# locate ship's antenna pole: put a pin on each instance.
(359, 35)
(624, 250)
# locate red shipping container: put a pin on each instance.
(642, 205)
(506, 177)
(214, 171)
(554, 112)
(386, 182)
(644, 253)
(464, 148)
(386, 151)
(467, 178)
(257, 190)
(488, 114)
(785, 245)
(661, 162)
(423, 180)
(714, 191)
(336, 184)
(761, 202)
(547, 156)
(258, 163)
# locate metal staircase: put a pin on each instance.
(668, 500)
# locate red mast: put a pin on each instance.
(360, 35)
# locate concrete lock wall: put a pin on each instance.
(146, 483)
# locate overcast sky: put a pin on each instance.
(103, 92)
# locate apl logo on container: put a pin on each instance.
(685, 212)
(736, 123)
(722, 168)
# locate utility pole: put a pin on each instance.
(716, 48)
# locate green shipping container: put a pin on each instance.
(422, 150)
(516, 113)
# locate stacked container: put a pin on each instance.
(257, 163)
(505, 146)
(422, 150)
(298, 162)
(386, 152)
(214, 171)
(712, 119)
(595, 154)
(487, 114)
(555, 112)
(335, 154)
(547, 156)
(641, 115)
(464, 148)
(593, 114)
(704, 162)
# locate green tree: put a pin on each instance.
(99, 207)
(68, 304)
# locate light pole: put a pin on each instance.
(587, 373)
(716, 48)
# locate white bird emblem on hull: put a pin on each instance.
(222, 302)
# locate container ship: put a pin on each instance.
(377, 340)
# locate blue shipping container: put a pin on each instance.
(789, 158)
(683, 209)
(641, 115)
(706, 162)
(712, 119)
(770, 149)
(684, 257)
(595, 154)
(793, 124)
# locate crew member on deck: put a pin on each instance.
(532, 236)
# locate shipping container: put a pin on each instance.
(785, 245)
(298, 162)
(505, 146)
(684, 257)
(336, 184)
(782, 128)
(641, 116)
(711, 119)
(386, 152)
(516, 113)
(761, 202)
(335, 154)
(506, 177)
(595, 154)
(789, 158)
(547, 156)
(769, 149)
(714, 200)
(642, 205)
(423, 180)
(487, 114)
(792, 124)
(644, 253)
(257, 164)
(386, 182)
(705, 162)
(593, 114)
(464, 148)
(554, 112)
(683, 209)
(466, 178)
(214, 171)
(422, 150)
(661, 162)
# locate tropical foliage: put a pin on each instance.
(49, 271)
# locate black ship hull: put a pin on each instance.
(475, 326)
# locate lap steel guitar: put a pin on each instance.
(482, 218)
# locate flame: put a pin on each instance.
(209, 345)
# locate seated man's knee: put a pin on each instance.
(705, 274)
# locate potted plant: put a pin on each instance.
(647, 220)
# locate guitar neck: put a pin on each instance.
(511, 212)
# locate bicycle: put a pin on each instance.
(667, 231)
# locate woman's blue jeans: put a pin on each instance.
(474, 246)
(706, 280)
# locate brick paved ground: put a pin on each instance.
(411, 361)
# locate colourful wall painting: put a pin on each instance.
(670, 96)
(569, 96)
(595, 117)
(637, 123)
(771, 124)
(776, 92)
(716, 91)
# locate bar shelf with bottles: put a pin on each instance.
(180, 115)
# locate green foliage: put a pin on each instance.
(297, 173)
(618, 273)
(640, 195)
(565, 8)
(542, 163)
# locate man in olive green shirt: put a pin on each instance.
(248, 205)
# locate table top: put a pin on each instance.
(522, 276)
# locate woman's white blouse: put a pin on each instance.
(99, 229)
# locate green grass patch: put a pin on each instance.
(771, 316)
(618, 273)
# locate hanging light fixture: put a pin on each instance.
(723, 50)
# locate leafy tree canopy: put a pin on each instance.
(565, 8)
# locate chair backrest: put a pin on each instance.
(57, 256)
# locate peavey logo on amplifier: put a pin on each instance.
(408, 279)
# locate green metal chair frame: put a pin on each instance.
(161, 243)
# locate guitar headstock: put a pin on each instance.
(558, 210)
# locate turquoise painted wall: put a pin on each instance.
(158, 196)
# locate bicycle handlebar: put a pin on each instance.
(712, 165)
■ ■ ■ ■ ■ ■ ■
* _Exercise instructions_
Give the material above again in its entirety, exactly as it appears.

* _Solution for this exercise_
# locate ship's antenna pole: put a pin on each instance.
(359, 35)
(624, 250)
# locate red shipping container: put a pin on each instance.
(642, 205)
(506, 177)
(214, 171)
(554, 112)
(386, 182)
(644, 253)
(464, 148)
(386, 151)
(467, 178)
(257, 190)
(488, 114)
(785, 245)
(661, 162)
(423, 180)
(714, 191)
(336, 184)
(761, 202)
(547, 156)
(258, 163)
# locate metal staircase: put a pin on each instance.
(668, 500)
# locate red mast: put a pin on each instance.
(360, 35)
# locate concrete lock wall: put a pin on each instance.
(146, 483)
# locate overcast sky: put a pin on each instance.
(103, 92)
# locate apl logo on container: put a pin on each instance.
(685, 212)
(736, 123)
(722, 168)
# locate utility pole: put a pin on each instance.
(716, 48)
# locate green shipping container: put a pin on each instance.
(422, 150)
(516, 113)
# locate stacked container: put a pin on each instance.
(257, 163)
(505, 146)
(422, 150)
(298, 162)
(386, 152)
(214, 171)
(712, 119)
(595, 154)
(487, 114)
(555, 112)
(335, 154)
(547, 156)
(641, 115)
(464, 148)
(593, 114)
(704, 162)
# locate green tree: put a pin on each instance.
(99, 207)
(68, 304)
# locate light pole: put a pin on each instance.
(587, 373)
(716, 48)
# locate white bird emblem on hull: put a pin on each instance.
(222, 302)
# locate container ship: put a pin on each instance.
(377, 340)
# locate blue shipping container: put a pin on each instance.
(789, 158)
(683, 209)
(641, 115)
(706, 162)
(712, 119)
(770, 149)
(684, 257)
(595, 154)
(793, 124)
# locate crew member on deck: put a pin on each instance.
(532, 236)
# locate shipping container: put a pin on each instance.
(785, 245)
(298, 162)
(505, 146)
(684, 257)
(336, 184)
(782, 128)
(641, 116)
(711, 119)
(386, 152)
(516, 113)
(761, 202)
(335, 154)
(506, 177)
(595, 154)
(789, 158)
(547, 156)
(769, 149)
(714, 200)
(642, 205)
(423, 180)
(487, 114)
(792, 124)
(644, 253)
(257, 164)
(386, 182)
(705, 162)
(593, 114)
(464, 148)
(554, 112)
(683, 209)
(466, 178)
(214, 171)
(422, 150)
(661, 162)
# locate tropical foliage: put a pin on each instance.
(49, 271)
# locate black ship hull: put a pin on each instance.
(475, 326)
# locate lap steel guitar: put a pin on each instance.
(482, 218)
# locate flame: put a pin on each instance.
(209, 345)
# locate seated man's knee: put a pin on each instance.
(705, 274)
# locate potted plant: put a pin on each instance.
(647, 220)
# locate guitar neck: put a pin on each instance.
(511, 212)
# locate bicycle: put a pin on each instance.
(667, 231)
# locate woman's blue jeans: put a pin on each instance.
(474, 246)
(706, 280)
# locate brick paved ground: put a pin on each instance.
(411, 361)
# locate colourful wall painting: put a pin on each instance.
(670, 96)
(569, 96)
(595, 117)
(637, 123)
(771, 124)
(776, 92)
(716, 91)
# locate bar shelf with bottles: put a pin on each instance.
(180, 115)
# locate green foliage: put a pin on each instance.
(297, 173)
(618, 273)
(640, 195)
(565, 8)
(542, 163)
# locate man in olive green shirt: put a pin on each instance.
(248, 205)
# locate table top: put a pin on each instance.
(522, 276)
# locate woman's white blouse: put a pin on each instance.
(99, 229)
# locate green grass patch: put a pin on each instance.
(771, 316)
(618, 273)
# locate hanging light fixture: put a pin on each instance.
(723, 50)
# locate leafy tree canopy: put a pin on each instance.
(565, 8)
# locate chair backrest: put a pin on each instance.
(57, 256)
# locate peavey logo on amplifier: put a pin on each instance.
(408, 279)
# locate green metal chair frame: put a pin on each instance.
(161, 243)
# locate guitar headstock: put a pin on each instance.
(558, 210)
# locate turquoise painted wall: put a pin on each instance.
(158, 196)
# locate bicycle handlebar: put a pin on each instance.
(712, 165)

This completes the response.